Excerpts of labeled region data
○ ○ ○ ○
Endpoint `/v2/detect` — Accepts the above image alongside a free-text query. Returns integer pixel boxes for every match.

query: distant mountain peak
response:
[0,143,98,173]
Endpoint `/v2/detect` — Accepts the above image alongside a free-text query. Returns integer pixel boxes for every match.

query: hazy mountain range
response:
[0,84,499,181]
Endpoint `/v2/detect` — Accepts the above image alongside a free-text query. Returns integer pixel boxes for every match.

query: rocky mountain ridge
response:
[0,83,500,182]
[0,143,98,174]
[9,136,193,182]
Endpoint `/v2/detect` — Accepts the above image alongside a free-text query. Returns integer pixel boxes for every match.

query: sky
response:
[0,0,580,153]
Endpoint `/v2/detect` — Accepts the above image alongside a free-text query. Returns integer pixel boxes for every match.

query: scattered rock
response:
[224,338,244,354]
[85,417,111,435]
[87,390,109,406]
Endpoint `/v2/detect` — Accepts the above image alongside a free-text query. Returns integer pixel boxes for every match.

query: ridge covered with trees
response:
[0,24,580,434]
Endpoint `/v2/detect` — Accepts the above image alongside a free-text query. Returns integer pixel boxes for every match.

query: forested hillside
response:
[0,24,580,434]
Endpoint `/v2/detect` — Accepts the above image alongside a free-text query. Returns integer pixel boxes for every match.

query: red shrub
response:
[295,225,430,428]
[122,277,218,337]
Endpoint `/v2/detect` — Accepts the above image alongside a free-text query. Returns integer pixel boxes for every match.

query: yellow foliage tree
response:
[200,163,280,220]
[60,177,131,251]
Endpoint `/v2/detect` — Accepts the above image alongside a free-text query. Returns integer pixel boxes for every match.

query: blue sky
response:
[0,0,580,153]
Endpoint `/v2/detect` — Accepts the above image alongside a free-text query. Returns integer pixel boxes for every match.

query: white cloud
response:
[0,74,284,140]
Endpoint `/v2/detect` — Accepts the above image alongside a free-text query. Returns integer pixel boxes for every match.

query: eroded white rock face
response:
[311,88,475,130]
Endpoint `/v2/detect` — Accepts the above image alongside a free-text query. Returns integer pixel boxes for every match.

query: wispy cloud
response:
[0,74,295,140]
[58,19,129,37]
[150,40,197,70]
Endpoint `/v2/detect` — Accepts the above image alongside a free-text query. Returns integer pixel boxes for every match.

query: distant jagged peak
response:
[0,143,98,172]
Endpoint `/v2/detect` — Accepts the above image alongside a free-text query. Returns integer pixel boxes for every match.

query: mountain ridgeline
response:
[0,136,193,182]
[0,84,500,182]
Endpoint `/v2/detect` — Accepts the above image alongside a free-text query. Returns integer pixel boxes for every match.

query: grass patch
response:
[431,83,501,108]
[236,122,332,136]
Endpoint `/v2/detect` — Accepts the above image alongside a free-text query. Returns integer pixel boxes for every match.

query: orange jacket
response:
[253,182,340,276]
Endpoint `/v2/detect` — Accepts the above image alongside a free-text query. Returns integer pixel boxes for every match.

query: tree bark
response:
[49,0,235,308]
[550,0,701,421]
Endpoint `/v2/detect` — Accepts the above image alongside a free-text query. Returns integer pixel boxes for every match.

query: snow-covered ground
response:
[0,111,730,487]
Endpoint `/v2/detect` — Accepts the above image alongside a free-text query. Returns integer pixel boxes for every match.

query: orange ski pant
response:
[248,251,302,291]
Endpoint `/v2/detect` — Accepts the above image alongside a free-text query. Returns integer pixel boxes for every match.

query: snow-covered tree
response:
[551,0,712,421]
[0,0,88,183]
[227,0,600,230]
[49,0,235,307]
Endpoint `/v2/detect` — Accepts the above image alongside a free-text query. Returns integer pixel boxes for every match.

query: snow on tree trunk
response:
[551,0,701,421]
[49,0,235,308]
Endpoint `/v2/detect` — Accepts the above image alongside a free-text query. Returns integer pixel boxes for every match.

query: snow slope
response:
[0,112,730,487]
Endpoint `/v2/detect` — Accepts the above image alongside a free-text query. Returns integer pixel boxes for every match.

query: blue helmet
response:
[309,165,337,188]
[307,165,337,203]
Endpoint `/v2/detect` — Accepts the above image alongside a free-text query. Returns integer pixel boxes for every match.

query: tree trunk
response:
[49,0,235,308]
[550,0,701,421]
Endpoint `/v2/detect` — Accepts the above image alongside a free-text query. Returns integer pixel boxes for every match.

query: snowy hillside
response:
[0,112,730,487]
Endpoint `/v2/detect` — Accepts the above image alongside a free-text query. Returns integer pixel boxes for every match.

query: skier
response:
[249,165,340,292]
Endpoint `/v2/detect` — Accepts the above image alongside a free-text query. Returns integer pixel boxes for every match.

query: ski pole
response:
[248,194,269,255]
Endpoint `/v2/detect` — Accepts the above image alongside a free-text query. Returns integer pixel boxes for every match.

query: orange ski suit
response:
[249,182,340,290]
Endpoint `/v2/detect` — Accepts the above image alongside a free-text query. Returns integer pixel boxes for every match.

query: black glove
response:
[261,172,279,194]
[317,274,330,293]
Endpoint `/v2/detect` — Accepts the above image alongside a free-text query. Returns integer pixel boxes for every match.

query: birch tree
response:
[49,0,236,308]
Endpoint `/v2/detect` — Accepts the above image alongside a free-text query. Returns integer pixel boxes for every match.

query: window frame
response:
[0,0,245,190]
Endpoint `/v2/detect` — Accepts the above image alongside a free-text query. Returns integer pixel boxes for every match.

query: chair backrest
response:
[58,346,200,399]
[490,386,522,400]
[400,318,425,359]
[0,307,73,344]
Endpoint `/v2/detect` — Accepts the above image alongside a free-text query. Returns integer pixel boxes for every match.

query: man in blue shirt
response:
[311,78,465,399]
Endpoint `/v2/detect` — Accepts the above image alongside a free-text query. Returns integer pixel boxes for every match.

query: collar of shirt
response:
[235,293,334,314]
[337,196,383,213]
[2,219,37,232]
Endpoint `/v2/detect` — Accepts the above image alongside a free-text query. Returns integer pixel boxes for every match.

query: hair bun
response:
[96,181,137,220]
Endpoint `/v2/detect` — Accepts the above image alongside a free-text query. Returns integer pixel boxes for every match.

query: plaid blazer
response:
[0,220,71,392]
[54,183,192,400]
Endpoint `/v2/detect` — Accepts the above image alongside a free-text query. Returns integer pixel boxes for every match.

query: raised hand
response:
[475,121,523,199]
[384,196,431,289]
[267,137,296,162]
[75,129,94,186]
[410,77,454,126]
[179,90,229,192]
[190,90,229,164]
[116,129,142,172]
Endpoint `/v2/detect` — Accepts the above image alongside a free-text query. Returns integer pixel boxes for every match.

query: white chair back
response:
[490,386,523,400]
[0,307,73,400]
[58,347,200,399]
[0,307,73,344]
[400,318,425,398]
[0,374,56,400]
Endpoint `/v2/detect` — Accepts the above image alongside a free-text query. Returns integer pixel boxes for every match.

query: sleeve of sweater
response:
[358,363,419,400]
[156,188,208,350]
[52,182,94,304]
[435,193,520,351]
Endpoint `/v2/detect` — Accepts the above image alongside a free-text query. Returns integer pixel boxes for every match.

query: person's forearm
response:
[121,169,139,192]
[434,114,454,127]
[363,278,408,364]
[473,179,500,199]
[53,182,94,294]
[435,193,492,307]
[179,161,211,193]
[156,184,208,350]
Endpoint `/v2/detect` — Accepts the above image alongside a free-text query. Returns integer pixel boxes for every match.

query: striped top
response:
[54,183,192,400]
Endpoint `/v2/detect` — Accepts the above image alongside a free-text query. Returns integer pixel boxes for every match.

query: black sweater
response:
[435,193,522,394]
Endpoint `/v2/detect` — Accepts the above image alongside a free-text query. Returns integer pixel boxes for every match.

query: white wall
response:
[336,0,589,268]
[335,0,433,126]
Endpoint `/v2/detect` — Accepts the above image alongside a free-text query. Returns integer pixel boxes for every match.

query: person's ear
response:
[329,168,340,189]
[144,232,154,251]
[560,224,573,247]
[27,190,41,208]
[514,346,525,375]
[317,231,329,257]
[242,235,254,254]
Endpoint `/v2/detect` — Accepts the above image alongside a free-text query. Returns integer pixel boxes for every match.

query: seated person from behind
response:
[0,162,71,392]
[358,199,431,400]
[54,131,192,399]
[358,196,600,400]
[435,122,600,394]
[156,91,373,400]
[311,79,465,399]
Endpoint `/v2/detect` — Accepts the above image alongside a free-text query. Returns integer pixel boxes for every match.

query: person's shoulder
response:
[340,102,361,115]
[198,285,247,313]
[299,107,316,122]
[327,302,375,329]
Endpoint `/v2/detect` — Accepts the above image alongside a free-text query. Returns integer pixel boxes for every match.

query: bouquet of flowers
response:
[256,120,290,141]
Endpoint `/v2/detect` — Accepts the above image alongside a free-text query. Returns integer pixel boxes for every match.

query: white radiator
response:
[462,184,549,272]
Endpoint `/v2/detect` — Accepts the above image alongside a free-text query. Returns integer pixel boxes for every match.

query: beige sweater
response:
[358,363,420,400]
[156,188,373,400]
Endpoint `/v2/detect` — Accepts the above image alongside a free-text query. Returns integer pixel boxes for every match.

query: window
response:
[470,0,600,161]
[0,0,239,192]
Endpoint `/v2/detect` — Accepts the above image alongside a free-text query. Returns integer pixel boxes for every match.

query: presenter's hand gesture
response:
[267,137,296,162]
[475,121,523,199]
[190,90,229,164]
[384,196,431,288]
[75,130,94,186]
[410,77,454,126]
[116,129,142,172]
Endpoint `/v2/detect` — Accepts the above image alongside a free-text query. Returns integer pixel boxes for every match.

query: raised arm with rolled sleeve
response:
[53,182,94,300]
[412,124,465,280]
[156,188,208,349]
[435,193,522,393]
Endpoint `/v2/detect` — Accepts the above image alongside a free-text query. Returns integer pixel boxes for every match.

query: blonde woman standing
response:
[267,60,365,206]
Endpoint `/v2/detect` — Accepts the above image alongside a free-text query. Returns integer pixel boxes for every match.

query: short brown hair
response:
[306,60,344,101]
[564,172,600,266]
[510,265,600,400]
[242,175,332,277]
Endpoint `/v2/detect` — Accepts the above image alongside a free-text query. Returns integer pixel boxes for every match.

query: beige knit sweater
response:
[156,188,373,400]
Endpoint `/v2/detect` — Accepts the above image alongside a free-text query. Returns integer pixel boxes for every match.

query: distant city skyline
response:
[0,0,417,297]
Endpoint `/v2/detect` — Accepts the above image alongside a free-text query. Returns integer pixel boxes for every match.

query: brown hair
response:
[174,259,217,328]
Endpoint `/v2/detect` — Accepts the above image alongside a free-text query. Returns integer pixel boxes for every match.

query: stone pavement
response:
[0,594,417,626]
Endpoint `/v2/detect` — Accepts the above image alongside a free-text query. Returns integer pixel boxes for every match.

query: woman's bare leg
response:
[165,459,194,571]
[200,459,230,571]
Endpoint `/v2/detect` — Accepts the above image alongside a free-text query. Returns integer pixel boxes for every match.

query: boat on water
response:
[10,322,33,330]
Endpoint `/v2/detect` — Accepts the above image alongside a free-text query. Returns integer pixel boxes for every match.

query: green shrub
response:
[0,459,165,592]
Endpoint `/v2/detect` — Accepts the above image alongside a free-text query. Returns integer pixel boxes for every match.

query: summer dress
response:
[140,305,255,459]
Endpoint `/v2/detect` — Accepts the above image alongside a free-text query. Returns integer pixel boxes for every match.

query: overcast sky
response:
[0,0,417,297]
○ ○ ○ ○
### AIM OF THE EXERCISE
Starting at the beginning of the rows and ending at the line that contains "[0,143,98,173]", write out every line again, offsetting each bounding-box coordinate in the answers by -120 and keeping everything else unchanged.

### THE RESULT
Endpoint `/v2/detect` — Accepts the above image alongside a free-text query. Returns integer pixel boxes for every match.

query: distant mountain peak
response:
[-120,23,-22,53]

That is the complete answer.